> Problem to solve: Recast every line of the listing below as a Markdown table with two columns, "Row" for the line number and "Entry" for the line itself. Leave out any blank lines.

> Excerpts from a point labeling dataset:
- - -

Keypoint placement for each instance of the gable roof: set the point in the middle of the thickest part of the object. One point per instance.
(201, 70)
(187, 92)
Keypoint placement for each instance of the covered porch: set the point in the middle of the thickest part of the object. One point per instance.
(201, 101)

- - -

> Result of the exercise:
| Row | Entry |
|---|---|
| 1 | Keypoint placement for each instance of the gable roof: set the point in the middle of the thickest part of the object. One point per instance. |
| 2 | (201, 70) |
| 3 | (187, 92) |
| 4 | Keypoint placement for each instance of the covered porch: set the point in the middle of the thickest part of the object. One point per instance. |
| 5 | (201, 101) |